*Source excerpt:*

Trump has been using the Greene case to rally his supporters. So, too, gubernatorial hopeful David Perdue has been tweeting out his support for the congresswoman. There is a real risk here that Greene, one of the weirdest and most demagogic of the U.S.’s copious crop of demagogic 21st-century personalities, will be made an icon of the right through this case.
Earlier this year, the boundaries of Greene’s district were redrawn to include historically Black parts of Cobb County that are more politically liberal than the rest of the district. That doesn’t mean the district is about to flip anytime soon. It was, and remains, an overwhelmingly Republican district — one that voted for Trump by a margin of over 50 points in 2020. But it does provide a window into how a long-term strategy against figures such as Greene might work: her opponents may be able to gradually chip away at her support base among conservatives, and, at the same time, start to build as broad and as big a reform coalition as possible in the parts of the districts where progressive change might take root.
That’s hardly a satisfying short-term solution to the dangers posed by political figures such as Greene. But it might, paradoxically, yield a better result for progressives than the alternative of barring her from seeking reelection. For if Judge Beaudrot prevents Greene from running in 2022, it’s entirely possible that a majority of voters in her district, which is one of the most radical-right-leaning in the country, could turn around and either write her in as a candidate, or elect someone else cut out of the same cloth.

*Information provided:*

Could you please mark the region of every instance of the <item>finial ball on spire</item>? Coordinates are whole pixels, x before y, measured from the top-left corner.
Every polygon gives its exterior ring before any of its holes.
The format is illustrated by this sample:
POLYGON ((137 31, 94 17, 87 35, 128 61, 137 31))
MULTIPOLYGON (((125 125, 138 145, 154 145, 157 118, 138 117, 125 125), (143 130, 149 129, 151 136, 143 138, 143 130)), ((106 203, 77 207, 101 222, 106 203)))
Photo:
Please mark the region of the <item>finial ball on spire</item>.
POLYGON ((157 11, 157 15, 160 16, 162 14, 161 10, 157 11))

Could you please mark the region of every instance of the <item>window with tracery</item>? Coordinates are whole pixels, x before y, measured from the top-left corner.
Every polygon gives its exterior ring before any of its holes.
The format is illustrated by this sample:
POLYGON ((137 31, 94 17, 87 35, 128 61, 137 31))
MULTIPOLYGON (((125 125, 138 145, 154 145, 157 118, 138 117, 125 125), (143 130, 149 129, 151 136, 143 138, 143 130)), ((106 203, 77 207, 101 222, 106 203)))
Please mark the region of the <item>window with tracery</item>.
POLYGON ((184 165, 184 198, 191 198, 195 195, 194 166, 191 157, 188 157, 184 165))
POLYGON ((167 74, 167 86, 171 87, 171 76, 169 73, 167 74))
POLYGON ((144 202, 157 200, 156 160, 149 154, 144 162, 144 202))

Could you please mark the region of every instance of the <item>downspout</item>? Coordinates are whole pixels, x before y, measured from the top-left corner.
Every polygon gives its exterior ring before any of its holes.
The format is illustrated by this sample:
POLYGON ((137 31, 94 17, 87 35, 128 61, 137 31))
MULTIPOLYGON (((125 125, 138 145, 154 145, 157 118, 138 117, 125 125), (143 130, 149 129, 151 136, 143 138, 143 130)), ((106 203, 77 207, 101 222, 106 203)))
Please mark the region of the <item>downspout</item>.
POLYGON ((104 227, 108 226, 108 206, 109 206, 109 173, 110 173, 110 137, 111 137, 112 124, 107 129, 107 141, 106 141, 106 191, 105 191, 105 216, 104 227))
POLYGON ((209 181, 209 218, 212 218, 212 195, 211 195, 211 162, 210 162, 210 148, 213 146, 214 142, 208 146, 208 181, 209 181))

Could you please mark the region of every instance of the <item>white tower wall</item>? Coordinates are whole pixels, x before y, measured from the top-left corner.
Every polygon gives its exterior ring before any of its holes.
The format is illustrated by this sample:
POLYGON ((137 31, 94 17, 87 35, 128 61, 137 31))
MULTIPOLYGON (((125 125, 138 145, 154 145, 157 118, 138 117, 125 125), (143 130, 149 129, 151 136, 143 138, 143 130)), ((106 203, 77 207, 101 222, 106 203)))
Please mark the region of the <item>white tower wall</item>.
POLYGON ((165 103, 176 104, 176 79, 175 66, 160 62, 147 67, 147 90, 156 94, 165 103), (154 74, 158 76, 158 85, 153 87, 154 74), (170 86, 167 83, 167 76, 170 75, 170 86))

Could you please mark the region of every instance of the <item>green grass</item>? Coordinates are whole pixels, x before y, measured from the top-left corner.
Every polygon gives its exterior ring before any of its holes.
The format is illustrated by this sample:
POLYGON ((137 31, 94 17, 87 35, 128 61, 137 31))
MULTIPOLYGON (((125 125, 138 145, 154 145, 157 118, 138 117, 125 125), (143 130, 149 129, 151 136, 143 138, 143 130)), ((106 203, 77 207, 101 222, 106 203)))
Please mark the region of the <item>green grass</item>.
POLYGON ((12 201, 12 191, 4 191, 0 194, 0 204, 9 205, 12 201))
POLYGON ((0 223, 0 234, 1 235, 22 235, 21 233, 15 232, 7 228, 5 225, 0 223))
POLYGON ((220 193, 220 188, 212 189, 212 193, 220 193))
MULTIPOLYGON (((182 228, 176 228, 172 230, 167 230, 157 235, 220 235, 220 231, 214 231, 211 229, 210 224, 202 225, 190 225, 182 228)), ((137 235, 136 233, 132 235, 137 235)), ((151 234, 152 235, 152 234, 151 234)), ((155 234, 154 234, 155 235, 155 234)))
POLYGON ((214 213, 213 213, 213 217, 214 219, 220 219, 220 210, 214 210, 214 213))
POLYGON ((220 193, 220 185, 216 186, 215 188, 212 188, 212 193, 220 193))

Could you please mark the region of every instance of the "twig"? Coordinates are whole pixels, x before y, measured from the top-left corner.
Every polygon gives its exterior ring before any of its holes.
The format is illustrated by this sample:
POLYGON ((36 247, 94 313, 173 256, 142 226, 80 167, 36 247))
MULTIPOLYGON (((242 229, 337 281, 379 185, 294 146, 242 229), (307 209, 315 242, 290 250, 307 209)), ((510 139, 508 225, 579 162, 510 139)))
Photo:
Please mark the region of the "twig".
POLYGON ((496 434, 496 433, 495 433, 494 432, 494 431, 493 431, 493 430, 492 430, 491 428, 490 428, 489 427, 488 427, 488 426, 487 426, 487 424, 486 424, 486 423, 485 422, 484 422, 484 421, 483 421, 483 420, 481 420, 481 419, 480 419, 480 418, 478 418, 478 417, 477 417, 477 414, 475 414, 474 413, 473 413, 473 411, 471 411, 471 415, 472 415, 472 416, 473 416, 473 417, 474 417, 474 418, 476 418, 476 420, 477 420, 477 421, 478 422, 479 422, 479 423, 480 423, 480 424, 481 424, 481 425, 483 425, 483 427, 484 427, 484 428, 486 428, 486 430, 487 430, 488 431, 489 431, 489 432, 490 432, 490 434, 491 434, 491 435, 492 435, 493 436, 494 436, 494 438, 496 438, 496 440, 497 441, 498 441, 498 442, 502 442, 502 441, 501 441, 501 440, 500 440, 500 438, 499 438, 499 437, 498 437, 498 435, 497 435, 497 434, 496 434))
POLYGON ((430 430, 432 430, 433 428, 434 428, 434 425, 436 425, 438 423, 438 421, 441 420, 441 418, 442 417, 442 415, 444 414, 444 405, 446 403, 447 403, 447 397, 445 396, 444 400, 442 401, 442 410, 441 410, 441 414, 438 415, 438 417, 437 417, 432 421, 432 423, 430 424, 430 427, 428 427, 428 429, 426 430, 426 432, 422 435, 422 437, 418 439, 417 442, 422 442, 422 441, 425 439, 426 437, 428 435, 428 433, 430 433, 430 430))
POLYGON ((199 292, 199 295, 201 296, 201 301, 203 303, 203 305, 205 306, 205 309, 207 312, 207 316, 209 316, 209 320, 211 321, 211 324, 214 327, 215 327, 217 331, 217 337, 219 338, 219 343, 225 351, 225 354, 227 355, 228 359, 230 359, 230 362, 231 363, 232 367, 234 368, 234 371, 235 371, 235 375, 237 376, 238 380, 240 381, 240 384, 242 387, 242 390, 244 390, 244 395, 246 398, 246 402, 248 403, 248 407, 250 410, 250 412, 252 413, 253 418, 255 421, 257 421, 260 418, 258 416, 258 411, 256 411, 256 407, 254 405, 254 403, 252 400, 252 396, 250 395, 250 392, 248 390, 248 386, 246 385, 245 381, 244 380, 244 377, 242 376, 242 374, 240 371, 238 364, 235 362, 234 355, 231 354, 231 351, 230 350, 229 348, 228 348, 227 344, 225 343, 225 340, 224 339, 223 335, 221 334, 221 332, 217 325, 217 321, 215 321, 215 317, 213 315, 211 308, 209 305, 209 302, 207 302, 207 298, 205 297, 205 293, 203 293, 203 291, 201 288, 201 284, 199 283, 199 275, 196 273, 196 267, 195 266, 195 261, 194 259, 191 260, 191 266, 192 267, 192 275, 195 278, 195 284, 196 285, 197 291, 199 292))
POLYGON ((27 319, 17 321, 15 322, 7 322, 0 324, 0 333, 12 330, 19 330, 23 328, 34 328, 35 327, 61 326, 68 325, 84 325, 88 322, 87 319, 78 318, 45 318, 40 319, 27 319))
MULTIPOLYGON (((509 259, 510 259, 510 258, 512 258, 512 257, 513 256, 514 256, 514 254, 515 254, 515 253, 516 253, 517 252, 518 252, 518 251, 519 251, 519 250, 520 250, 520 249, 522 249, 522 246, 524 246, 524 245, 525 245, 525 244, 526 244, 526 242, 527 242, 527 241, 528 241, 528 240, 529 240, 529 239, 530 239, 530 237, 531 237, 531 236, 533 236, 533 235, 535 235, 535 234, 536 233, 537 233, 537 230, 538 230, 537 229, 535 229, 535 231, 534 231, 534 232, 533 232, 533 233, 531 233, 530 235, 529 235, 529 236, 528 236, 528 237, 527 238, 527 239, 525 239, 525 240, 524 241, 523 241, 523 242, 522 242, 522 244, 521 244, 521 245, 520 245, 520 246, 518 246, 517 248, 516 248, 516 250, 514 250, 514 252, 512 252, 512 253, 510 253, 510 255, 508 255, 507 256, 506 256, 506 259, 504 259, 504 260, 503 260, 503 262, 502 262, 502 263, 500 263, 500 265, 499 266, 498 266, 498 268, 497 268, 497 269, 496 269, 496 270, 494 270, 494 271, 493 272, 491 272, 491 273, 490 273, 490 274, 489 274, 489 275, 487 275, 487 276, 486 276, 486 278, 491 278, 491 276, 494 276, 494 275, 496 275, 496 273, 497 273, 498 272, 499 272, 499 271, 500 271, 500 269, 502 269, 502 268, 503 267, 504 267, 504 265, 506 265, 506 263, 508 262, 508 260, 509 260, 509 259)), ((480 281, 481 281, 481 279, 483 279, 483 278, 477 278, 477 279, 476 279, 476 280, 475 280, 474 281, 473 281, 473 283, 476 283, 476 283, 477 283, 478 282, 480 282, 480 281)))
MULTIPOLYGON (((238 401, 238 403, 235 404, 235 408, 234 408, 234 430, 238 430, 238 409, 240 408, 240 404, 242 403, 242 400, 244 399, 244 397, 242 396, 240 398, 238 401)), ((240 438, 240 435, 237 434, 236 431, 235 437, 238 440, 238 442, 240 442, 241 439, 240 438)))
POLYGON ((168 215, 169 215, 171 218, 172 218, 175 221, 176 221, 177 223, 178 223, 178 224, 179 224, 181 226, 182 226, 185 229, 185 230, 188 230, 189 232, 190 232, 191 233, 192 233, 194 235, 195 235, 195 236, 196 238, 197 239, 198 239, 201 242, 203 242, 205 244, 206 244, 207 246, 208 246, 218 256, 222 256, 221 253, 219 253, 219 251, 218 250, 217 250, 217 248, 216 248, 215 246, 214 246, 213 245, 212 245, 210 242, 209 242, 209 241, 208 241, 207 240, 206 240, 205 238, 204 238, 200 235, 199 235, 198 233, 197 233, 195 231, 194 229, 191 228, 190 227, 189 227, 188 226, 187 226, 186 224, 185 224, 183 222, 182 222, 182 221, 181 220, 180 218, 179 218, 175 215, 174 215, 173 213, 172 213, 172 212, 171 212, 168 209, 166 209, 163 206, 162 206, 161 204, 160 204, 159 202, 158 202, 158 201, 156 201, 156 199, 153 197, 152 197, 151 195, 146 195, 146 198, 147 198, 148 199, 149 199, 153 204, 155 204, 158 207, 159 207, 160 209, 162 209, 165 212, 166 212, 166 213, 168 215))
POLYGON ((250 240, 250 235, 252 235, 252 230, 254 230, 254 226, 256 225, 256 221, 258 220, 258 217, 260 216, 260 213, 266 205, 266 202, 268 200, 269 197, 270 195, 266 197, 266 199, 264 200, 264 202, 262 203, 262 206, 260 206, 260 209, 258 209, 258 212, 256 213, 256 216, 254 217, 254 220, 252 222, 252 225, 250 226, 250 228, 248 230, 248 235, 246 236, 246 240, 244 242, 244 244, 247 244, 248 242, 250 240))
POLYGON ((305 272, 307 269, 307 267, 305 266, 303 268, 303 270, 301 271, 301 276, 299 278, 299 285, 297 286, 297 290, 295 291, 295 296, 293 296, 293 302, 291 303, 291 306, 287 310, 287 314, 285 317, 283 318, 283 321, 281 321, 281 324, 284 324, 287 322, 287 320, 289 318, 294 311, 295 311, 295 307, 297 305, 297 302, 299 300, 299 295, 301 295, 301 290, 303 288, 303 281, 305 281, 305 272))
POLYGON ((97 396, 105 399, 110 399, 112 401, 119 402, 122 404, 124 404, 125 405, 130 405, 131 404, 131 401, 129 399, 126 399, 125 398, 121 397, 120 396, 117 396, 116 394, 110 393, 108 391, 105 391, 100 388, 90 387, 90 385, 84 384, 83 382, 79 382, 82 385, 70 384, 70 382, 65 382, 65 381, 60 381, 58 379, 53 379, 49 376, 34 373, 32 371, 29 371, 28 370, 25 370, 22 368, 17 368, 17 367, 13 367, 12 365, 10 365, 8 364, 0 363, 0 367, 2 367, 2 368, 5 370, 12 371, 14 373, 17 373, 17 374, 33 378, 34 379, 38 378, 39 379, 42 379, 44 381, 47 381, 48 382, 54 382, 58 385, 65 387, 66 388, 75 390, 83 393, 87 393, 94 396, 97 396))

*The problem:* Continue the passage about the Greene case after its last sentence. The material isn't needed for this.

*Task result:*
That hundreds of thousands of Georgians supported Greene in 2020 is truly terrifying. That they still support her today, and will continue to support her no matter what the court decides, is also terrifying. That tens of millions support Trump and his vicious attacks on the democracy’s infrastructure is a nightmare. This nihilistic, irrational and violent movement truly must be deconstructed — but to really carry water, that takedown must come from a populace that is empowered and educated on the dangers of demagoguery, rather than from the courts. That’s a vastly difficult undertaking — and time is not on the side of the anti-demagogues these days — but it’s an essential one if the U.S. system of democracy is to survive the forces that have pushed to the fore, and continue to elevate, political figures such as Greene.